[Selected passage]
--- START ---

"Turn the Page" is a song originally recorded by Bob Seger in 1971 and released on his Back in '72 album in 1973. It was not released as a single until Seger's live version of the song on the 1976 Live Bullet album got released in Germany and the UK. The song became a mainstay of album-oriented rock radio stations, and still gets significant airplay on classic rock stations.

Inspiration
"Turn the Page" is about the emotional and social ups and downs of a rock musician's life on the road. Seger wrote it in 1972 while touring with Teegarden & Van Winkle. Drummer David Teegarden (of Teegarden & Van Winkle and later the Silver Bullet Band) recalls: We had been playing somewhere in the Midwest, or the northern reaches, on our way to North or South Dakota. [Guitarist] Mike Bruce was with us. We'd been traveling all night from the Detroit area to make this gig, driving in this blinding snowstorm. It was probably 3 in the morning. Mike decided it was time to get gas. He was slowing down to exit the interstate and spied a truck stop. We all had very long hair back then – it was the hippie era – but Skip, Mike and Bob had all stuffed their hair up in their hats. You had to be careful out on the road like that, because you'd get ostracized. When I walked in, there was this gauntlet of truckers making comments – "Is that a girl or man?" I was seething; those guys were laughing their asses off, a big funny joke. That next night, after we played our gig – I think it was Mitchell, S.D. – Seger says, "Hey, I've been working on this song for a bit, I've got this new line for it. He played it on acoustic guitar, and there was that line: "Oh, the same old cliches / 'Is that a woman or a man?' " It was "Turn the Page."

--- END ---

[Listed entries]
--- START ---

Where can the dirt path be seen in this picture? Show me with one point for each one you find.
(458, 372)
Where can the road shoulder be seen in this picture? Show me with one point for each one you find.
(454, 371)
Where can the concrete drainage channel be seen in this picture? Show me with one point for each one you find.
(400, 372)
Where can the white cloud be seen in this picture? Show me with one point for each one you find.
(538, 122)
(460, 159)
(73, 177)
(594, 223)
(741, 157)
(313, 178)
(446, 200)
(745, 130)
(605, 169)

--- END ---
--- START ---

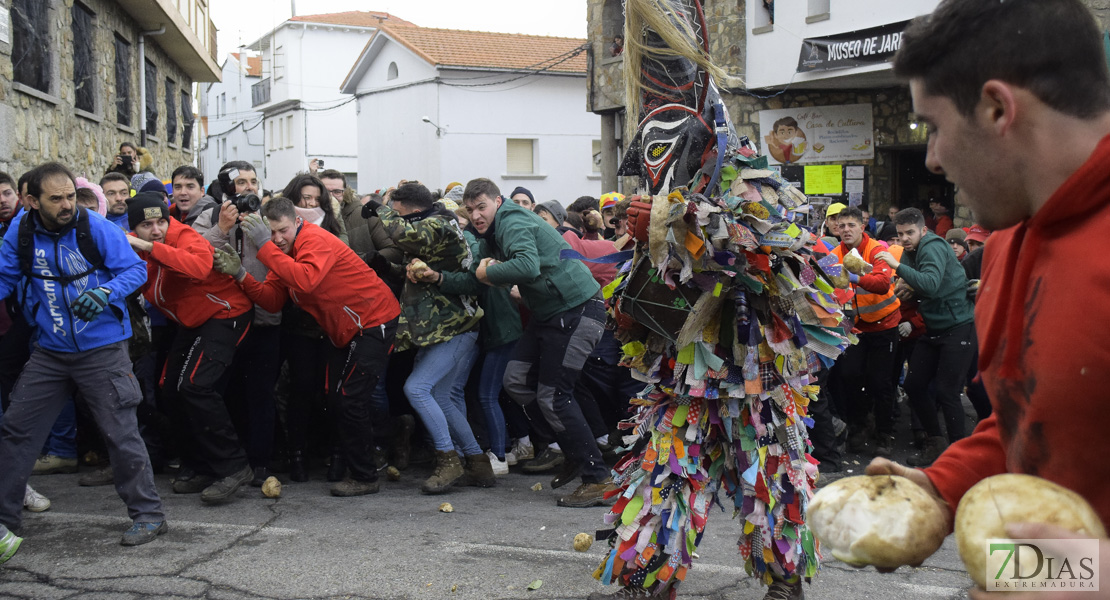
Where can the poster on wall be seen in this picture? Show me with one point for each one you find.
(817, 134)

--- END ---
--- START ---

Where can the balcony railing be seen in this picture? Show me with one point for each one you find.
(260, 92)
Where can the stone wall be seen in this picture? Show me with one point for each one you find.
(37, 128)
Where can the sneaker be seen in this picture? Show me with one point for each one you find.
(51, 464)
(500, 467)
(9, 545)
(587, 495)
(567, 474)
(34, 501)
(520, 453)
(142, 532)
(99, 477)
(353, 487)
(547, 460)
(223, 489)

--- END ---

[Directive 1] According to the "Turn the Page" passage, which band was Seger touring with when he wrote the song in 1972?
[Directive 2] Please collect every row above that contains the word "wall".

[Finished answer 1] Teegarden & Van Winkle

[Finished answer 2]
Where can the poster on wall be seen in this picture? Show me with one point for each one you find.
Where can the stone wall be seen in this picture? Show me with one point for each one you find.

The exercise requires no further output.